*EXTRACTED INFORMATION*

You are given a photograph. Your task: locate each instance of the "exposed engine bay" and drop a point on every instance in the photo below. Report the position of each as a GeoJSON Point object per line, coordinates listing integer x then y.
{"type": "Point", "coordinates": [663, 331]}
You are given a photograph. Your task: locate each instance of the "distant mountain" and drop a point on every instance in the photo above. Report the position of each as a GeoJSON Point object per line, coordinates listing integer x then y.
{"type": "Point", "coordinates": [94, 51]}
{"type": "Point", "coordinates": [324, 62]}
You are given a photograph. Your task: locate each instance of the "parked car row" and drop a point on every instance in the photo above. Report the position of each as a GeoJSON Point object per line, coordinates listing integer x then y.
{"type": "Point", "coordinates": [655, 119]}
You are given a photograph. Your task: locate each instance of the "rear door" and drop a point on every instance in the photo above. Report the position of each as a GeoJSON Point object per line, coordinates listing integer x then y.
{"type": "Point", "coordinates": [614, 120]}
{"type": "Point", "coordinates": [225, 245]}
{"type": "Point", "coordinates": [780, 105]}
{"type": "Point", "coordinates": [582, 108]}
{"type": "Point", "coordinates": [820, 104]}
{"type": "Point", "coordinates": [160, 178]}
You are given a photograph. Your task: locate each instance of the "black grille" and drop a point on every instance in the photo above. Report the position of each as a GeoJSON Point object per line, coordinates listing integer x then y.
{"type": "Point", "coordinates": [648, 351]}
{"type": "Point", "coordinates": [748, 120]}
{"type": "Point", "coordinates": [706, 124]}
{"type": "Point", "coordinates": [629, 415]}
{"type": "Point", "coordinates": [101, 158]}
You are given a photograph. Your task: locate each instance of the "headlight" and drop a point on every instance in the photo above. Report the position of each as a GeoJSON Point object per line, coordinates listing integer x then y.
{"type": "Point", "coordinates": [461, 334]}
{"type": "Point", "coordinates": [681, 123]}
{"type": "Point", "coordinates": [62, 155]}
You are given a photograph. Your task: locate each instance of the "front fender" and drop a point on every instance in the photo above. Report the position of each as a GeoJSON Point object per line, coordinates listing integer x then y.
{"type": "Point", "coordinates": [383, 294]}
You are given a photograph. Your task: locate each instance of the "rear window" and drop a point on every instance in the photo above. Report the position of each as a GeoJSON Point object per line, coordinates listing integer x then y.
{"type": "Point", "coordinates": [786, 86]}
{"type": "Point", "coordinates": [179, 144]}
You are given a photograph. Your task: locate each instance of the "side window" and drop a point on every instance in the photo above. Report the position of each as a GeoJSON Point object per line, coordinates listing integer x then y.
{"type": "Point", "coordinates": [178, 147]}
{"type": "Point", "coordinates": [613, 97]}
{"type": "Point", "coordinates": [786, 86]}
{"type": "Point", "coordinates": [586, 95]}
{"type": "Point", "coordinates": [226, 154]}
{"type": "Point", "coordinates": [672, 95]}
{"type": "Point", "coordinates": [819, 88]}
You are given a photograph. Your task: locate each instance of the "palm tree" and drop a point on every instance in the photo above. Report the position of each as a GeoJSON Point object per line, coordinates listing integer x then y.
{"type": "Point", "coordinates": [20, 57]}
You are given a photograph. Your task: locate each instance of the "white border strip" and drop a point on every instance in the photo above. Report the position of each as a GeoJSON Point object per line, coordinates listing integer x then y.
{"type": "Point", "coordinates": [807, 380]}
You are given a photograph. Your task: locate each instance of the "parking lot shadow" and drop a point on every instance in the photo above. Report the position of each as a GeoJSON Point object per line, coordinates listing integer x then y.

*GIVEN REQUEST*
Please count the lines in the entries above that contain the word "exposed" and reply with that number alone.

*OUTPUT FOR THIS EXERCISE*
1